● PROBLEM TO WORK ON: Copy every one of the records below word for word, keeping each line unchanged.

● DATA:
----
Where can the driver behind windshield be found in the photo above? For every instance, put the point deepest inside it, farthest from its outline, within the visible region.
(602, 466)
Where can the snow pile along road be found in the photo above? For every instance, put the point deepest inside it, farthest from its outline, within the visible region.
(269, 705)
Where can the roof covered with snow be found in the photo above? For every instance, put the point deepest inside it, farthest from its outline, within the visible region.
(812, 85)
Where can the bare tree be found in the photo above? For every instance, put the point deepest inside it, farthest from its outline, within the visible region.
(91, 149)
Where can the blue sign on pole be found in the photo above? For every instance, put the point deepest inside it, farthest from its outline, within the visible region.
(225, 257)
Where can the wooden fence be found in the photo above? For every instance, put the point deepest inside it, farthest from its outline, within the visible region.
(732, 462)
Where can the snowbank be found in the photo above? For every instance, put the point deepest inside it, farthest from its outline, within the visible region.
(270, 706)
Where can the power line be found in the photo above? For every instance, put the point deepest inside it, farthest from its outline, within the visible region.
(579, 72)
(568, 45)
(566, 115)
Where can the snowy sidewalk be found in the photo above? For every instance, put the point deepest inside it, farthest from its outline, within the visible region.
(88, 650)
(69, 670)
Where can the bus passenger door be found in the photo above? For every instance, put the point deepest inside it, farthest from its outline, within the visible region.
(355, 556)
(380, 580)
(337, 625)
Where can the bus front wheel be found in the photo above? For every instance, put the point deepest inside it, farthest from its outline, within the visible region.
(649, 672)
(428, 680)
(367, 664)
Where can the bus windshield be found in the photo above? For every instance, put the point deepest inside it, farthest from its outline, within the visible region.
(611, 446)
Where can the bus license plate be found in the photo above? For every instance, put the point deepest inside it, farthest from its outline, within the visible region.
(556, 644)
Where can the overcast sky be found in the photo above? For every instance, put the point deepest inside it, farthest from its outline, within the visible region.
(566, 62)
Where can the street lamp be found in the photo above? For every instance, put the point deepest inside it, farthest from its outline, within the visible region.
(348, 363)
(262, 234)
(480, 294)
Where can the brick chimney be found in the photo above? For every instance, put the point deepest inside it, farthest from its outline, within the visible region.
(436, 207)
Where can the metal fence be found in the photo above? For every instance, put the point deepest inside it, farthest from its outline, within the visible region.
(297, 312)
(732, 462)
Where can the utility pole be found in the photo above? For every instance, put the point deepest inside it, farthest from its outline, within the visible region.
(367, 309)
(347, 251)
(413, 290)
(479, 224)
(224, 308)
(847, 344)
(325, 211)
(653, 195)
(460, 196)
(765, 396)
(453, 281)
----
● FULL SOLUTION:
Where can the driver behind windshield be found in the photo above? For every instance, put the point deepest inside it, farthest from its outline, within the visible region.
(602, 466)
Where can the snow pile along road be found in the photo above? For every instance, put the point deepest inside it, farthest from its outline, within the visible region.
(269, 705)
Where can the roof covered with snow be found in the photo above? For every instance, put the point deepest inside it, farthest from its outline, within the visible region.
(812, 85)
Where can the bare tree be found in the photo above? For every instance, put the point deepest inside it, farthest from its outline, within the visible region.
(91, 149)
Where can the blue sign on pole be found in the photo above? For every instance, put the point deepest inside it, farthest from its outline, within the visible region.
(225, 257)
Where can the wooden fence be found in the photo above? For every instance, put the point deepest inside it, farthest from its outline, within the visible region.
(732, 462)
Where can the snowbank be found in the photo above? For every instance, put the point deepest inside it, farthest from its outline, within the visible region.
(270, 706)
Where can the power line be found in the photo above? For every instance, put the point deepest inside it, farthest from its outline, within the visible region.
(579, 72)
(568, 45)
(566, 115)
Where can the snowy sidewalk be found in the photo above? For every instance, put the point deepest inside it, farthest from its outline, within the visible region.
(88, 650)
(69, 670)
Where can the bus passenger door be found in the photo above? For every instance, put the point deepest inside it, farthest from its outline, within the visible region.
(355, 556)
(380, 580)
(337, 625)
Where can the bus front wheel be found in the photo above? For every instance, put the point deepest inside it, farthest from its outline, within the visible region.
(649, 672)
(428, 680)
(367, 664)
Where can the bus windshield be found in the photo above? For every instance, put the point deepest inside it, farthest from its outline, within the visible region.
(611, 446)
Where can the bus license plate be found in the photo above? For every instance, put the point deepest inside it, farthest from its outline, within the visible region.
(556, 644)
Where can the overcast sky be found in the photo above? For every instance, put the point deepest inside it, farthest from its outline, within the visible region.
(566, 62)
Where can the street lamp be found in the photo above? For every instance, put the point deepest inside it, farthest from its outline, within the visible region.
(348, 363)
(262, 234)
(480, 294)
Where can the brick chimney be found in the photo above? For every instance, put the point deepest inside it, farthest from its outline, within the visible region.
(436, 207)
Where can the metal fence be found in the photo above? For every instance, put the point deepest inside it, farthest from its outline, within the visible region.
(297, 312)
(732, 462)
Where can the utility pole be found in the photo above? For every instance, put the point deepest inside it, farthest from its outline, within the visible region.
(367, 309)
(347, 251)
(413, 290)
(479, 224)
(224, 308)
(847, 344)
(325, 211)
(653, 195)
(460, 196)
(765, 396)
(453, 281)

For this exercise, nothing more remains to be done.